Selected passage ▸
● ● ●

Eagle eyed viewers will probably note that I have already completed a 5km run at Cultus Lake, however, that was mostly on flat trails and beach which are rather more forgiving on the body than the concrete paths of City Park. I had also been very conservative during the run as my ankle was clearly barely healed, and was hoping to feel some significant improvement.

I got there in time to watch the inspiring, traditional parade of Survivors across the stage. Then it was a quick warm-up (which ironically turned out to be harder on the ankle than the run, lateral movements being more painful) and we were off.

The Run for the Cure is not a competitive event, with many people walking the distance. This helped me to pace myself at the start. I forced myself to keep running, trying to quash the aforementioned ‘what if’ analysis going on in my head. I told myself I would stop if any pain presented itself.

“Yeah, of course you will!”

About half way around, I began to believe that I could do this, around 3.5km I saw a friend cheering (Maybe not specifically for me, but it still made me smile). As I came back into the park, about 500m to go I wondered if I could speed up into the finish.

”What’s the worst that could happen?”

No, don’t answer that.

I gave it a try. Just a little faster.

I crossed the line in 30.47

A PB!!

By only 2 seconds, I admit, but still the fastest 5km I have ever run.

RFTC1

Two weeks later was the Okanagan Marathon, which has a number of shorter races attached for those of us not quite fit enough or crazy enough for 42km. I had planned to do 10km, but on reflection, I decided it would be smarter to stick to 5km at this stage in the game.

Smart, yes, that’s me.

Some might question, since I was being so smart, why I then entered into a bet to try and crack 30 minutes.

Under 30minutes = buy breakfast

No we do not need to analyze why winning the bet left me liable for the post race meal, contrary to usual betting practice – I was obviously blinded by the excitement.

I admit that I made this bet fairly safe in the knowledge that it couldn’t happen, but as my mother always said, “It’s the thought that counts”, and I was thinking fast. I’m sure she also shared many other wisdoms over the years that may have been useful here such as:

“It’s not the winning it’s the taking part” or perhaps “Maybe you should give this more thought…”

In the event everything went remarkably well. Almost boringly so in fact, you definitely don’t need a running commentary (awesome pun – sorry about that). The pain in my leg wasn’t particularly worrisome and I felt strong throughout.

This time I knew I could make a fast finish.

So I did.

When I turned into the finish straight, my eyes immediately sought out the clock.

What did it say?   It starts with 29

“Run faster”

“You can’t get there before 30”

“Run faster anyway

The.

Longest.

100m.

Of.

My.

Life.

30:12

Take into account the seconds before I crossed the start line in this non chip timed event and my GPS confirmed, I missed the 30 minute mark by 6 seconds!

It’s funny how knocking 40 seconds (yes, 40 seconds!) off your PB can somehow be negated by coming in at 30:06. – Runners are weird like that.

Hey did I just call myself a runner?

BMO5

Classic runner shot, turning off my GPS instead of smiling for the camera!

● ● ●

Collection entries
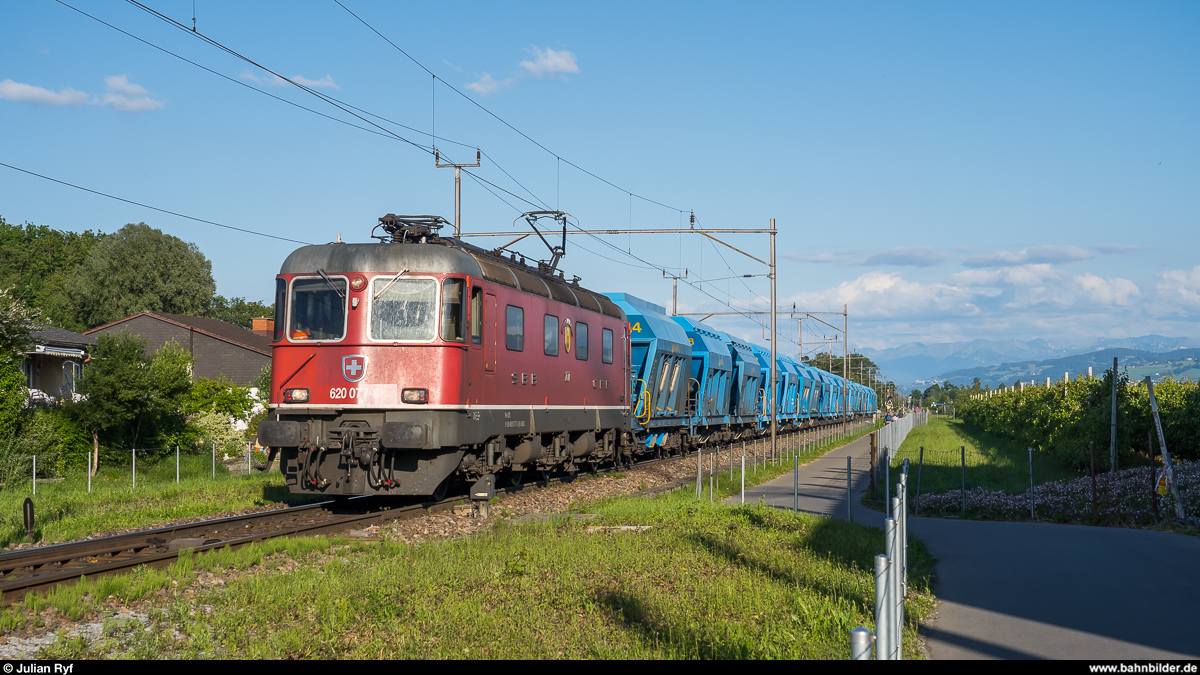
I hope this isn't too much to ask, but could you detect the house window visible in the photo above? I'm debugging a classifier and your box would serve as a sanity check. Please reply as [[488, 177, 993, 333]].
[[504, 305, 524, 352]]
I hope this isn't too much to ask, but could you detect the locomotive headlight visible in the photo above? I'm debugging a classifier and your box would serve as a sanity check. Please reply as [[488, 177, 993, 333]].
[[400, 389, 430, 404]]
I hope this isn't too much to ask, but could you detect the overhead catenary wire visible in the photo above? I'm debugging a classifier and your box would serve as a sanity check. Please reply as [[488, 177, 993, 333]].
[[0, 162, 312, 245], [331, 0, 685, 211], [70, 0, 777, 333], [118, 0, 538, 212]]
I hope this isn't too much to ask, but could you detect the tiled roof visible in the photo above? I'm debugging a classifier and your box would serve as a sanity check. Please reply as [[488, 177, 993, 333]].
[[30, 323, 96, 348]]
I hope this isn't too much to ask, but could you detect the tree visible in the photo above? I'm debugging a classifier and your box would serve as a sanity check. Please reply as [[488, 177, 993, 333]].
[[66, 222, 216, 327], [0, 217, 103, 330], [70, 330, 191, 473], [205, 295, 275, 330], [0, 288, 35, 435]]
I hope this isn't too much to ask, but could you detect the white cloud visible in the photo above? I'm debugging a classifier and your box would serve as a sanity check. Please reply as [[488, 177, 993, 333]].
[[0, 79, 89, 106], [1092, 244, 1145, 255], [0, 74, 163, 113], [962, 246, 1096, 267], [781, 271, 979, 318], [463, 73, 512, 96], [1072, 273, 1141, 306], [241, 71, 341, 89], [101, 74, 163, 113], [520, 46, 580, 77], [1154, 265, 1200, 315], [863, 246, 952, 267]]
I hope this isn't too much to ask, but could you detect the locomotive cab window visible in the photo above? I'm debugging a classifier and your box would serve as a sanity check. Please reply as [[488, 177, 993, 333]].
[[288, 276, 347, 341], [271, 279, 288, 342], [504, 305, 524, 352], [575, 323, 588, 362], [542, 313, 558, 357], [371, 275, 439, 342], [470, 286, 484, 345], [442, 279, 467, 342]]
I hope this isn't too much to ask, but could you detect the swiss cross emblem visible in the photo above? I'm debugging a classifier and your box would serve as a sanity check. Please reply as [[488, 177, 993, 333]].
[[342, 354, 367, 382]]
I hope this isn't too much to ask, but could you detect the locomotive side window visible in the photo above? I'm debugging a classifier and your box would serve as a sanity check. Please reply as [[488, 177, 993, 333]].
[[542, 313, 558, 357], [442, 279, 467, 342], [504, 305, 524, 352], [288, 276, 347, 340], [271, 279, 288, 342], [371, 276, 439, 342], [575, 323, 588, 362], [470, 286, 484, 345]]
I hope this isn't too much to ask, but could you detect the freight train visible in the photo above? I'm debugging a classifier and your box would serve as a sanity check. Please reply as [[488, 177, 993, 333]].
[[258, 214, 877, 498]]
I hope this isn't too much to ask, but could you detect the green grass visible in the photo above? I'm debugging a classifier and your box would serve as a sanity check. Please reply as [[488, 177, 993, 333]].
[[881, 418, 1080, 495], [30, 490, 932, 659], [0, 456, 311, 546]]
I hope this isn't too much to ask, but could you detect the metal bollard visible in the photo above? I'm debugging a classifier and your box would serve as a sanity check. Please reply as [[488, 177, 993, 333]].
[[875, 516, 899, 661], [850, 626, 874, 661], [889, 494, 904, 661]]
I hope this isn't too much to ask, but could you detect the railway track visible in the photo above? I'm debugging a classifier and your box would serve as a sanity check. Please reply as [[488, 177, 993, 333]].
[[0, 420, 864, 605]]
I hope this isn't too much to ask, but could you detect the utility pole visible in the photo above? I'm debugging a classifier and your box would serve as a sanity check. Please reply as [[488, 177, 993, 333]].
[[841, 304, 850, 422], [662, 268, 688, 316], [433, 148, 481, 237], [770, 219, 779, 456]]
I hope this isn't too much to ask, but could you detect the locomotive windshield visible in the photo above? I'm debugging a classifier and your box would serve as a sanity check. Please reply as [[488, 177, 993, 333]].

● ● ●

Exercise tasks ▸
a – Restate word for word the passage of the running account between "In the event" and "out the clock.", inclusive.
b – Quote the records between the lines holding "detect the white" and "246, 952, 267]]", inclusive.
The running account and the records were drawn from separate sources.

Exercise results ▸
a –
In the event everything went remarkably well. Almost boringly so in fact, you definitely don’t need a running commentary (awesome pun – sorry about that). The pain in my leg wasn’t particularly worrisome and I felt strong throughout.

This time I knew I could make a fast finish.

So I did.

When I turned into the finish straight, my eyes immediately sought out the clock.

b –
I hope this isn't too much to ask, but could you detect the white cloud visible in the photo above? I'm debugging a classifier and your box would serve as a sanity check. Please reply as [[488, 177, 993, 333]].
[[0, 79, 89, 106], [1092, 244, 1145, 255], [0, 74, 163, 113], [962, 246, 1096, 267], [781, 271, 979, 318], [463, 73, 512, 96], [1072, 273, 1141, 306], [241, 71, 341, 89], [101, 74, 163, 113], [520, 46, 580, 77], [1154, 265, 1200, 315], [863, 246, 952, 267]]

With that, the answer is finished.